SCHRIFTLICHE AUFGABE A — Ersetze bitte in den Datenzeilen von ihrem Anfang bis zur Zeile mit „[0,0,440,599]“ den Ausdruck „uniform jacket“ durch „uniform coat“ und gib genau diese Zeilen sonst unverändert wieder.

ARTIKEL —

Rüstungsaktien: Wenn es um Rendite geht, gibt’s keine Moral
«Erst kommt das Fressen und dann die Moral» – die Verlogenheit, die Bertolt Brecht in der Dreigroschenoper so schön formulierte, lässt sich heute ohne weiteres auf den Umgang mit der Rüstungsbranche übertragen. Während sich viele trotz des brutalen Überfalls von Russland auf die Ukraine «friedensbewegt» geben und weiterhin möglichst wenig für Waffen auszugeben trachten, wollen andere angebliche Rüstungsdefizite aufholen und ihre Armeen um jeden Preis aufrüsten.
Die Skrupellosen wittern in ihrer ethisch rücksichtslosen Gier sogar das grosse Geschäft und wollen um jeden Preis am längst ausgebrochenen Rüstungsboom in der westlichen Welt teilhaben. Der Schweizer Ständerat etwa hat gerade eine Lockerung des Kriegsmaterialgesetzes beschlossen – weil sonst die Schweizer Rüstungsindustrie in ihrer Existenz gefährdet sei, wie einzelne Räte «pragmatisch» argumentieren.
Die Finanzbranche buttert Rüstungs-Anlageangebote in den Markt
Und die Finanzbranche überschlägt sich nur so mit vielversprechenden Anlageangeboten, seit sich einzelne Investoren damit brüsten, mit Aktien von Rüstungsbetrieben wie etwa Rheinmetall Kursgewinne von bis zu 2250 Prozent erzielt zu haben. Tatsächlich boomt das Geschäft des deutschen Unternehmens, das auch in der Schweiz stark vertreten ist und das zum Beispiel in Zürich Oerlikon die «Killer-Drohnen» vom Typ Skyranger fertigt.

Auch die Schweizer Armee prüft die Beschaffung von Skyrangern als künftiges Flugabwehrsystem gegen Drohnen, Hubschrauber und Flugzeuge. Diese Systeme sind so gefragt, dass Rheinmetall die Mitarbeiterzahl in der Produktion in Oerlikon verdoppelt.

SCHRIFTLICHE AUFGABE B — Was hat der Schweizer Ständerat laut dem Artikel gerade beschlossen?

DATENZEILEN —

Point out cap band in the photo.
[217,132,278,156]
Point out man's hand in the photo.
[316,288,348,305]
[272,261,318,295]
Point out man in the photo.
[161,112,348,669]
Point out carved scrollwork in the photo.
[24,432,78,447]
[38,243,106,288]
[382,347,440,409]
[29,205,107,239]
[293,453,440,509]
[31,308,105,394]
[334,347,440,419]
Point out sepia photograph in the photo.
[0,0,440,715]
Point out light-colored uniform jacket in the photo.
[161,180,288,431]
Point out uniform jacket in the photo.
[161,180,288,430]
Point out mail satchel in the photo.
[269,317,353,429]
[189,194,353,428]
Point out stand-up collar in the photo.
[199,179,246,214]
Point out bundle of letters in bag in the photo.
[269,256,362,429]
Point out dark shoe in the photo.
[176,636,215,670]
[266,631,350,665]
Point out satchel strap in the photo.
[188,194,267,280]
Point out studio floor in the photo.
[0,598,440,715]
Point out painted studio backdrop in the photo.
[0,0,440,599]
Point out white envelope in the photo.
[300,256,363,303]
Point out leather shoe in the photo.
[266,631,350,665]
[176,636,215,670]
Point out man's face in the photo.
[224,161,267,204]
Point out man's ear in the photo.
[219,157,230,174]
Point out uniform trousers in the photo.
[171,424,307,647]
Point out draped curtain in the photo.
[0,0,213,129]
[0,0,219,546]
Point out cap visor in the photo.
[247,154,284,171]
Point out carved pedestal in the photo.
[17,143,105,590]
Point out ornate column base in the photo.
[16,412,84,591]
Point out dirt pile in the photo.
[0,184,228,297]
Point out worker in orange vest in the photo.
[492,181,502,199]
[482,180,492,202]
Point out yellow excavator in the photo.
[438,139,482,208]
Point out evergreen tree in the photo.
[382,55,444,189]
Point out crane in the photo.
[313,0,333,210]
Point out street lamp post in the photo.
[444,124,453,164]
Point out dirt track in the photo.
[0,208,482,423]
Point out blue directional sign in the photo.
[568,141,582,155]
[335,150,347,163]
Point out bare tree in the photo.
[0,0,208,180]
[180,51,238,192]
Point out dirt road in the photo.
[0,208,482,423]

ANTWORT A —
Point out cap band in the photo.
[217,132,278,156]
Point out man's hand in the photo.
[316,288,348,305]
[272,261,318,295]
Point out man in the photo.
[161,112,348,669]
Point out carved scrollwork in the photo.
[24,432,78,447]
[38,243,106,288]
[382,347,440,409]
[29,205,107,239]
[293,453,440,509]
[31,308,105,394]
[334,347,440,419]
Point out sepia photograph in the photo.
[0,0,440,715]
Point out light-colored uniform coat in the photo.
[161,180,288,431]
Point out uniform coat in the photo.
[161,180,288,430]
Point out mail satchel in the photo.
[269,317,353,429]
[189,194,353,428]
Point out stand-up collar in the photo.
[199,179,246,214]
Point out bundle of letters in bag in the photo.
[269,256,362,429]
Point out dark shoe in the photo.
[176,636,215,670]
[266,631,350,665]
Point out satchel strap in the photo.
[188,194,267,280]
Point out studio floor in the photo.
[0,598,440,715]
Point out painted studio backdrop in the photo.
[0,0,440,599]

ANTWORT B — Eine Lockerung des Kriegsmaterialgesetzes.